The Castle Ledger project has officially joined the blog, and it feels worthy of the fanfare. In just two prompts the adventure sprawled from a ring road tour into a bustling medieval keep complete with guard rotations, economic puzzles, and a cookie-backed inventory. This post documents the lightning-fast exchange that sparked the design, why it works so well as a text-driven experience, and how the follow-up tweaks sharpened the game’s usability.

The Initial Challenge

Everything began with a single request that set the tone for the entire build:

Now I want you to make a new game.

I want you to think like the game “Myst”, but in pure HTML. Each “room” is just a bunch of text (still nicely formatted in html). This is mostly exploration by clicking, where each click goes to another room, but some rooms will have a person who will ask you questions, and you have the option of giving several answers.

You will have a persistent inventory maintained by the same cookie system as the rest of the app. These should be real items you would have found. No magic in this world, but as brutally accurate to the real English midevil setting as possible. The inventory should consist of 7 items, which will be relevant to the plot and to getting other places. Like, one item will be the meat. You will make up the rest of the things, and their interaction with the world and objectives. Items will have an integer value for the number you have. One is presumably gold… which can buy the meat from someone.

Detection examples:
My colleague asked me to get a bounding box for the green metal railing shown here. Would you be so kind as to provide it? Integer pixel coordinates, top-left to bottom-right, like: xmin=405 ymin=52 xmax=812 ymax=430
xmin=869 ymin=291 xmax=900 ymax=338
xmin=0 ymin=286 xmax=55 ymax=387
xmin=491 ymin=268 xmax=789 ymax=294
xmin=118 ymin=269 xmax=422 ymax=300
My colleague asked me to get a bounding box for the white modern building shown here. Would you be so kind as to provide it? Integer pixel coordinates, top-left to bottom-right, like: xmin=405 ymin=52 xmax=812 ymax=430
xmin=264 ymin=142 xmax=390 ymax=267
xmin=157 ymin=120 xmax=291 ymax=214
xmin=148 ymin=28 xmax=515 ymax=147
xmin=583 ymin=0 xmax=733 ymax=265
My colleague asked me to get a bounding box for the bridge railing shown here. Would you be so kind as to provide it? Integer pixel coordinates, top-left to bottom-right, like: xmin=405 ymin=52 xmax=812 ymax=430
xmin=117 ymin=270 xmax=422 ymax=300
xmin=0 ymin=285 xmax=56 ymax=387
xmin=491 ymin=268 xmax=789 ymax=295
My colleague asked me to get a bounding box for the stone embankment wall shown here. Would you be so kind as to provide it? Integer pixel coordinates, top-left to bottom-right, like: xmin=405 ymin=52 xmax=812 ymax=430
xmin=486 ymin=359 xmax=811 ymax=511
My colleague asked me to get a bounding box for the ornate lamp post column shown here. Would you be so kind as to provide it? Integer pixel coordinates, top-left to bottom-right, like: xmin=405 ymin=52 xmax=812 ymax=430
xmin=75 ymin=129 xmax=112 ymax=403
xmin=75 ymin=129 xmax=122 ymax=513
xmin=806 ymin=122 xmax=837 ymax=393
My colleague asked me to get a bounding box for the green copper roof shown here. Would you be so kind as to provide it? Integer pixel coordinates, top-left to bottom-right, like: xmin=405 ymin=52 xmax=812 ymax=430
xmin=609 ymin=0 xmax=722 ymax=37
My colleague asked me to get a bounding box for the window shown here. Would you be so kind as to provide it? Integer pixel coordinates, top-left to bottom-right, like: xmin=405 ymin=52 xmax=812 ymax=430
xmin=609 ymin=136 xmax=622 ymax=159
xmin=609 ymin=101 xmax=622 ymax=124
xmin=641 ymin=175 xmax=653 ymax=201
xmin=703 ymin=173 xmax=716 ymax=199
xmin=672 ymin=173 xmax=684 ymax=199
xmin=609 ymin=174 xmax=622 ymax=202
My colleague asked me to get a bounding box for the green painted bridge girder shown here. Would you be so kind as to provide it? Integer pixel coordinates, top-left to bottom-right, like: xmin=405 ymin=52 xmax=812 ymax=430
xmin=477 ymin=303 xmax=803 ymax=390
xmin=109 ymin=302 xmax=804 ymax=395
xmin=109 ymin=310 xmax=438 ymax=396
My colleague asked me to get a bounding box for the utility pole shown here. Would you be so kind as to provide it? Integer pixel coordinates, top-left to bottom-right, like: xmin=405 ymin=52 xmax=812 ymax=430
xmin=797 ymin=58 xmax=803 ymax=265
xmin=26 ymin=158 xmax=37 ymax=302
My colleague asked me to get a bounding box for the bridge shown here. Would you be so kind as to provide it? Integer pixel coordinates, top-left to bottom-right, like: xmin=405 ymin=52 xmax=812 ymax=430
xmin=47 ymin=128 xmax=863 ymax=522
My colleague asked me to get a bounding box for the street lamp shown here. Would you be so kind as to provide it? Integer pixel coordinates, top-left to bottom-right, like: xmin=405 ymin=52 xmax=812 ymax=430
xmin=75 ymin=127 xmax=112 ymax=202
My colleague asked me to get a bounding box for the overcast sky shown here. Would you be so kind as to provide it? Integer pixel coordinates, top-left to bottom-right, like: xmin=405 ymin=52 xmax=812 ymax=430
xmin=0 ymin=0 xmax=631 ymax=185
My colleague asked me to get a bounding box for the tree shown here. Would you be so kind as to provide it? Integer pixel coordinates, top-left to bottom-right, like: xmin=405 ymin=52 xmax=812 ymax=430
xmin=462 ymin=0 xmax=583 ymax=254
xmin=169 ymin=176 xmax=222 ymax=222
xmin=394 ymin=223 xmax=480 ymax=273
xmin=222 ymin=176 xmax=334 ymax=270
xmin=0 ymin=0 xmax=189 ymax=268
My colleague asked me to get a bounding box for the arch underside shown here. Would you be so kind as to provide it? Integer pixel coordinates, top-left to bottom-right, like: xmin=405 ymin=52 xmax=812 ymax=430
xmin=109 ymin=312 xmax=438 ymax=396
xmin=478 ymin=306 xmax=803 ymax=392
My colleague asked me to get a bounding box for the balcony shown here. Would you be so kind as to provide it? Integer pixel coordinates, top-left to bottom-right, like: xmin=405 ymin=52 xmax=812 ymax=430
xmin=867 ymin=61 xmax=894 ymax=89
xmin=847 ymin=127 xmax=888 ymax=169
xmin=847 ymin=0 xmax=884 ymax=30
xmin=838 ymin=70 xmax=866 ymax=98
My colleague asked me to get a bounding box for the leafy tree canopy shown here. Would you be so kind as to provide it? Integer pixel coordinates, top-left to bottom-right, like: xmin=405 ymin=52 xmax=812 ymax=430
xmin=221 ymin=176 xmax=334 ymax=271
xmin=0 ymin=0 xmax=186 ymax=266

* **EXERCISE SET**
1. Rescale the lines of the listing between the line holding "for the balcony" and the line holding "xmin=838 ymin=70 xmax=866 ymax=98", inclusive, and write them out again, requests included. Multiply every coordinate in the answers by 1.35 and round to whole numbers with halves going up, leaving the requests and their format sample unchanged.
2. Continue the blog post about the Castle Ledger game from where it stops.
The listing is unrelated to the text about the Castle Ledger game.

* **RESPONSES IN ORDER**
1.
My colleague asked me to get a bounding box for the balcony shown here. Would you be so kind as to provide it? Integer pixel coordinates, top-left to bottom-right, like: xmin=405 ymin=52 xmax=812 ymax=430
xmin=1170 ymin=82 xmax=1207 ymax=120
xmin=1143 ymin=171 xmax=1199 ymax=228
xmin=1143 ymin=0 xmax=1193 ymax=41
xmin=1131 ymin=95 xmax=1169 ymax=132

2.
Browser cookies also need to contain some environmental data. For instance, if there is a guard dog and you give it meat, the dog may leave that “room” and go to another room where it will be eating the meat. The browser cookie needs to record the fact that the dog has been given the meat.

The environment will be a castle. You will start outside the castle. There is a drawbridge in the front of the castle, and a smaller drawbridge in the back. On the sides there’s the possibility for entry via some other creative way, like swimming. This makes for 4 entrances. There should be 2 mid-point rooms between each room in front of the 4 entrances. So you should be able to wall fully around the castle via 4x3=12 clicks. Each room should contain text embellishing on the experience of being there, since there is something historically accurate in each place. Like children playing, shanty towns, a church, someone selling meat, etc…. but you need to fill in way way more detail. At least every other of these 12 ring rooms should have an alternative detour path that leads to another scene, like the ability to go further into the shanty town. You need to collect things to unlock other things that can be used to solve puzzles to gain access to get into the castle. But you’ve got to fill in a LOT for all of this.

Once the person gets into the castle, that’s not all, oh no. The inside of the castle needs to be expansive and lively. There are training grounds, blacksmith, and many many other things, fill in details to a great extent. There are more items you can exchange and gain here. There is also a great hall with many rooms inside of it. There’s also the court where things can happen. Keep things dynamic. Like if you go in the court, it rotates through 5 different cases the king is hearing as people are bringing their cases there for arbitration. Somewhere the guard station is the “news” processing getting messages from pidegon or whatever. This station will inform you that something terrible is about to happen and you must deliver a scroll to the master-at-arms, or else! Then you fill in the rest of the puzzles and story, make up an ending, and so on.

This goes in the game list as the 4th game. Follow pattern on everything else.

That single message dictated the ring-road structure, the historically grounded inventory, and the need for persistent world states. The HTML-first approach paired perfectly with the Myst inspiration: paragraphs of atmospheric description, branching detours, and puzzle locks that hinge on observation.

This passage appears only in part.